Tenter d’enseigner le yoga en 2017, c’est se retrouver au carrefour entre des pratiques qui se prétendent elles-mêmes « traditionnelles »(dont la forme serait maintenue relativement similaire au fil des transmissions ?) et d’autres que certains taxent de déviances commerciales. Parmi elles, les cours de yoga en musique. J’ai cherché à me faire ma propre idée (=expérience directe) sur ce sujet plutôt que de céder à la tentation de colporter celles des autres.
Pour cela, il a fallu que « l’ashtangui » que je suis (cette manière de nommer est un raccourci artificiel qui ne veut rien dire du tout, si ce n’est que l’ashtanga yoga est ma pratique 90% du temps) se dépayse grandement. Du relatif silence des pratiques Mysore, je me suis immergée dans des cours de « vinyasa flow », de « yin yoga », j’en passe et des meilleures. J’y suis allée l’esprit le plus ouvert possible (vraiment). Voici le résultat de mes observations ethnologiques amateures :
1. Premier constat : que de matériel ! Dans tous ces cours j’ai été nettement frappée par le nombre de choses que chaque pratiquant apportait avec lui. Je ne parle pas de supports comme en yoga Iyengar, mais plutôt d’accessoires types bouteilles d’eau, gourdes, carnets, crayons, mouchoirs, colliers, bracelets, cristaux, pinces à cheveux…sans parler de l’habillement et de la coiffure souvent (très) recherchés. Il n’était pas rare que l’on renverse les affaires de son voisin durant la pratique. Tout ceci est-il nécessaire ou simplement encombrant ? Et si ce n’est pas nécessaire, alors quelle fonction remplit vraiment ce matériel pour ces personnes ?

## Consignes
1. Recopiez sans rien changer le passage du texte sur les cours de yoga qui va de « Tenter d’enseigner le » jusqu'à « celles des autres. ».
2. D'après le texte sur les cours de yoga, les affirmations suivantes sont-elles exactes ? (a) L'ashtanga yoga représente 90 % de la pratique de la personne qui écrit. (b) Les accessoires observés dans ces cours sont des supports comme ceux du yoga Iyengar. (c) Il arrivait rarement qu'un pratiquant renverse les affaires de son voisin. Répondez par oui ou par non à chacune, en citant les mots du texte qui tranchent.

## Données fournies
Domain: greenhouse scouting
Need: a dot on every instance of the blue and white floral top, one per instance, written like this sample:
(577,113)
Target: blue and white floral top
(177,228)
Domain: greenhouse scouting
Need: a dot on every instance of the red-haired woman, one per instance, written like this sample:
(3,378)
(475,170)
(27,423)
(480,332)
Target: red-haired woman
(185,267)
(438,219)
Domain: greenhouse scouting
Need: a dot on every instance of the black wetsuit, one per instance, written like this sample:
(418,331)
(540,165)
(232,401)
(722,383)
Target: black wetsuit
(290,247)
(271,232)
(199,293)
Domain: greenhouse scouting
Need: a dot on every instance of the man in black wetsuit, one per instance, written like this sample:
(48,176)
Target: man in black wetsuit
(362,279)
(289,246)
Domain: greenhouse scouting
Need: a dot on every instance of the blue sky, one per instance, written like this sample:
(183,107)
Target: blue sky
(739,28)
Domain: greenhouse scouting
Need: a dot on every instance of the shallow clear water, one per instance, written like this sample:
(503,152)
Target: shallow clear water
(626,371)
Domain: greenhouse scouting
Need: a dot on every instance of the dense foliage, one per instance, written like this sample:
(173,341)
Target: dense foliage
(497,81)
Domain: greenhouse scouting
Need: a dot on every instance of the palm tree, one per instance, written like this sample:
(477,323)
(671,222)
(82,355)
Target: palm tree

## Réponses par consigne
1.
Tenter d’enseigner le yoga en 2017, c’est se retrouver au carrefour entre des pratiques qui se prétendent elles-mêmes « traditionnelles »(dont la forme serait maintenue relativement similaire au fil des transmissions ?) et d’autres que certains taxent de déviances commerciales. Parmi elles, les cours de yoga en musique. J’ai cherché à me faire ma propre idée (=expérience directe) sur ce sujet plutôt que de céder à la tentation de colporter celles des autres.

2.
(a) Oui : « l’ashtanga yoga est ma pratique 90% du temps ».
(b) Non : « Je ne parle pas de supports comme en yoga Iyengar ».
(c) Non : « Il n’était pas rare que l’on renverse les affaires de son voisin durant la pratique. »